● **Your assignment**
Repeat the entries exactly. Leave nothing out.

● **Dataset content**
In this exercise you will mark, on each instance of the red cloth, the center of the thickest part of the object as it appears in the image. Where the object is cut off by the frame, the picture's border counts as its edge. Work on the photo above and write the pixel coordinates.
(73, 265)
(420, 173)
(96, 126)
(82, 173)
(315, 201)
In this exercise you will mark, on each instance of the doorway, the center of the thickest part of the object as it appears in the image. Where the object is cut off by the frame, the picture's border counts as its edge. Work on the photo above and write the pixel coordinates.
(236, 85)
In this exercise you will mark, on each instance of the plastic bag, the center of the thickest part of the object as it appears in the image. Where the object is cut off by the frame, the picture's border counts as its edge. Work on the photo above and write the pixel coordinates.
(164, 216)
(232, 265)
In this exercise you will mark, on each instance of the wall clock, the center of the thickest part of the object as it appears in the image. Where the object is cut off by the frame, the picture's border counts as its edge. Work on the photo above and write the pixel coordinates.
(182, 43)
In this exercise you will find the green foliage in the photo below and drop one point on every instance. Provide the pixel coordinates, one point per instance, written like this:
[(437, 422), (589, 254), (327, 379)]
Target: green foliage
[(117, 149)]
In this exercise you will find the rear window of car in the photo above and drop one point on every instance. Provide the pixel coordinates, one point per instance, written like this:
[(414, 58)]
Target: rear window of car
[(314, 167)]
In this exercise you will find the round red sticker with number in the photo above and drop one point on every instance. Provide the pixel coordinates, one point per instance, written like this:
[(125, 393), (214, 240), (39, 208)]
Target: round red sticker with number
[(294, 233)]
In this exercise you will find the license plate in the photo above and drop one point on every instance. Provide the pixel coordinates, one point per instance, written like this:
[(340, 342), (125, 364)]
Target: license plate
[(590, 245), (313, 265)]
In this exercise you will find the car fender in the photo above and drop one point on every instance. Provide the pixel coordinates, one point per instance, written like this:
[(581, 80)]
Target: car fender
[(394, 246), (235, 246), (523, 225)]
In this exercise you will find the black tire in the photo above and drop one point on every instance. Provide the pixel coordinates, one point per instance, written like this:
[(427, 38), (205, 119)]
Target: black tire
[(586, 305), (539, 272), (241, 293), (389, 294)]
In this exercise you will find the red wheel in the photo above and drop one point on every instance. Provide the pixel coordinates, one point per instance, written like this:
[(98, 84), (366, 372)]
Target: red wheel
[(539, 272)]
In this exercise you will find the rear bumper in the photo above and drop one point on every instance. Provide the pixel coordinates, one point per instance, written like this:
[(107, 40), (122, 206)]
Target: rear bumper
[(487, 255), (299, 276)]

● **Result**
In this exercise you will mark, on each instance of the red cloth, the center of the thickest part of the object as it appears in the image. Where the object is cut off by the frame, the picture's border counts as its edge. Work on the photo above and write the pixel coordinates.
(73, 265)
(420, 173)
(96, 126)
(82, 173)
(315, 201)
In this exercise you will mark, on each instance of the doorway, the center of the thickest part of the object as it appears in the image. Where the object is cut off by the frame, the picture's border counts as its edge. Work on the photo above and write the pixel coordinates.
(236, 85)
In this exercise you will mark, on each instance of the plastic bag, the center of the thickest part of the object as it appears in the image. Where the object is cut off by the frame, the picture's border counts as its edge. Work on the photo above and write the pixel coordinates.
(164, 216)
(232, 265)
In this exercise you will mark, on each instance of the wall clock, the center of the thickest part of the object as it appears in the image. Where the object is cut off by the frame, the picture's border counts as its edge. Work on the photo above and write the pixel coordinates.
(182, 43)
In this exercise you will find the green foliage in the photo below and drop one point on every instance. Provide the pixel coordinates, one point per instance, written like this:
[(437, 422), (589, 254), (327, 379)]
Target: green foliage
[(117, 149)]
In this exercise you will find the rear window of car in the photo above and drop one point on every instance. Provide the pixel coordinates, one point per instance, written like this:
[(414, 58)]
Target: rear window of car
[(314, 167)]
In this exercise you will find the round red sticker with number in the photo above and drop one point on every instance. Provide the pixel coordinates, one point per instance, written like this:
[(125, 393), (214, 240), (39, 208)]
Target: round red sticker with number
[(294, 233)]
In this exercise you will find the license plate in the photo above and drop one point on every instance. Provide the pixel coordinates, one point per instance, written like this:
[(340, 342), (125, 364)]
Target: license plate
[(590, 245), (313, 265)]
In this exercise you will find the car fender in the photo above and drop one point on every instance. Provide the pixel coordinates, one point per instance, written like this:
[(581, 80)]
Target: car fender
[(394, 246), (235, 246), (523, 225)]
In this exercise you will find the black tire in the photo above and drop one point on every instance. Provide the pixel coordinates, one point per instance, written like this:
[(427, 38), (205, 119)]
Target: black tire
[(586, 305), (539, 272), (241, 293), (389, 294)]
In this exercise you will find the red wheel in the photo above and drop one point on every instance. Provide the pixel coordinates, one point per instance, written like this:
[(98, 84), (366, 372)]
Target: red wheel
[(539, 272)]
In this exercise you will find the rear bumper in the photo above and drop one point on every instance. Provide the pixel coordinates, one point per instance, written like this:
[(107, 40), (122, 206)]
Target: rear bumper
[(487, 255), (299, 276)]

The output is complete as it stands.